WHAT IS BEING ASKED ▸
Leave the pictures out while you restate every entry below word for word.

AVAILABLE RECORDS ▸
++++++++++++++++++++
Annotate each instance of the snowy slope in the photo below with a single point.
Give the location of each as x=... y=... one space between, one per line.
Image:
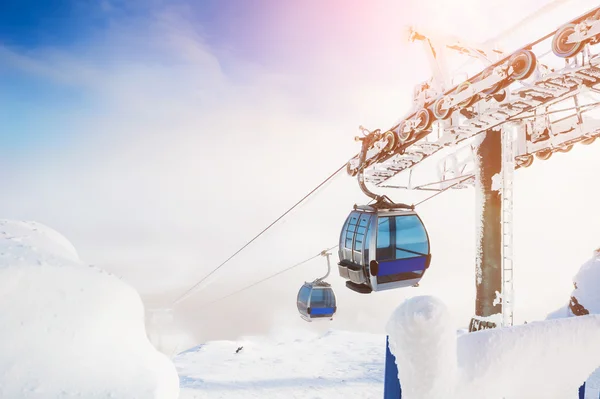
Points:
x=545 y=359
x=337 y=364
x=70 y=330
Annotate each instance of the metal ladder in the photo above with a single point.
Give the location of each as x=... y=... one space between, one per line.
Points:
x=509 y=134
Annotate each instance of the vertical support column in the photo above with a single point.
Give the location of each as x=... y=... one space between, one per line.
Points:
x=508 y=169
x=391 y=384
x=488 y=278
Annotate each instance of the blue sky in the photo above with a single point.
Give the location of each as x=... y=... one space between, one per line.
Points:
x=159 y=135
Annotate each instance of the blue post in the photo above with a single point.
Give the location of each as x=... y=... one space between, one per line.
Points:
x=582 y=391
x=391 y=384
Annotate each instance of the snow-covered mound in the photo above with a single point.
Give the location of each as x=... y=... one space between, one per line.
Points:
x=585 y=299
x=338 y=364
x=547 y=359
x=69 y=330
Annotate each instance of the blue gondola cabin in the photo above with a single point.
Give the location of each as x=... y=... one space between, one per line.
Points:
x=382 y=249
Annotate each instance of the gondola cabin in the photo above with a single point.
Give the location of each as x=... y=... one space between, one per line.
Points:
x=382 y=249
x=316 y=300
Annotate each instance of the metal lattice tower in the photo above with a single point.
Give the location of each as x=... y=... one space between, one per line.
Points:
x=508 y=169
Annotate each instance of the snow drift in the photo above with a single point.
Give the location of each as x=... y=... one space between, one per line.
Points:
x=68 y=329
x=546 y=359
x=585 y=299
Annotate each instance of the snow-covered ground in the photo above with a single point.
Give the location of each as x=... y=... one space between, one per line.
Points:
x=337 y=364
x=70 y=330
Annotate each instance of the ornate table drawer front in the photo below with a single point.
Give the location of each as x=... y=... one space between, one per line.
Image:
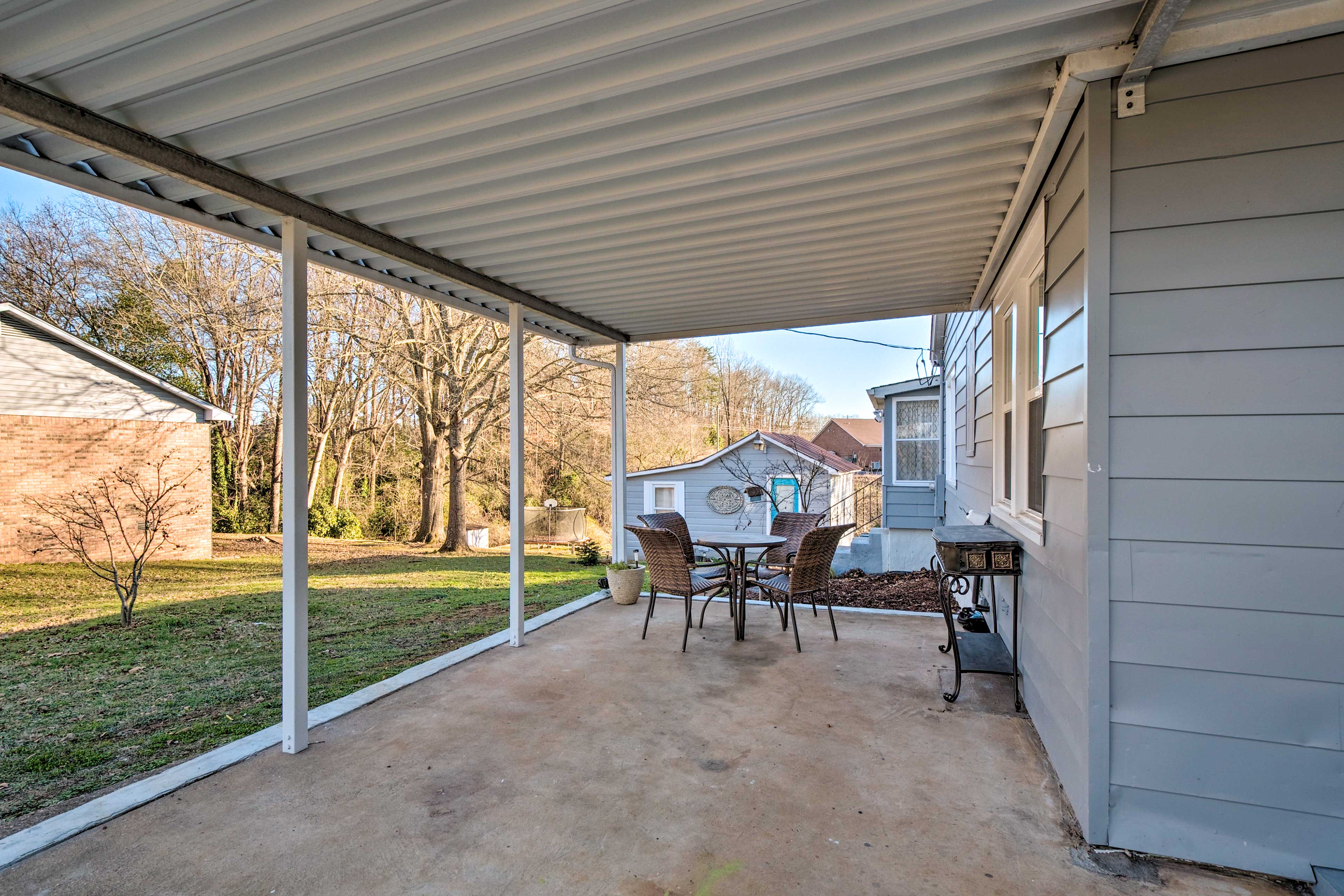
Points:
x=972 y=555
++++++++++++++++++++
YOUR SOLUTION ▸
Annotate each instance of the snowy slope in the photo below with a single point.
Give the location of each as x=... y=... one space between, one per line.
Image:
Points:
x=545 y=359
x=337 y=364
x=70 y=330
Annotate each instance of the metal ladder in the photo above with a single point.
Give the location of each as x=... y=... one space between, one per line.
Points:
x=509 y=134
Annotate each instance of the vertical support column in the photo above with a single point.
Give the location of each as x=... y=... one space between, one per line.
Points:
x=508 y=169
x=391 y=384
x=488 y=278
Annotate each instance of the blue sky in the photo above with a single point.
Give the location of each as x=... y=... one space between, one per line.
Points:
x=159 y=135
Annotate each instance of the blue post in the photo above with a single point.
Give the location of each as x=... y=... one space between, one per line.
Points:
x=582 y=391
x=391 y=384
Annotate each instance of the snow-covered mound in the photo above with a single point.
Give the location of each as x=... y=... one space between, one per line.
Points:
x=585 y=299
x=338 y=364
x=547 y=359
x=69 y=330
Annotate each instance of the blue gondola cabin in the photo above with a single point.
Give the location of each as x=... y=... one space between, one per line.
Points:
x=382 y=249
Annotate each instance of the gondola cabin in the photo above with a single point.
Give the location of each as x=... y=... one space between, one per line.
Points:
x=382 y=249
x=316 y=300
Annotate each instance of the metal lattice tower in the photo above with a single point.
Give the location of each as x=... y=... one space between, one per line.
Points:
x=508 y=169
Annotate each instance of the snow drift in the photo above with a single point.
Give the location of each as x=... y=... one space between, one per line.
Points:
x=68 y=329
x=546 y=359
x=585 y=299
Annotate each instance of the snow-covered ground in the photo above with a single point.
Give the location of each as x=... y=... one space between, one per line.
Points:
x=337 y=364
x=70 y=330
Annotate each instance of the ornate table drawer front in the photo below with a single point.
Give the location of each as x=... y=... one space between, one per line.
Image:
Points:
x=972 y=555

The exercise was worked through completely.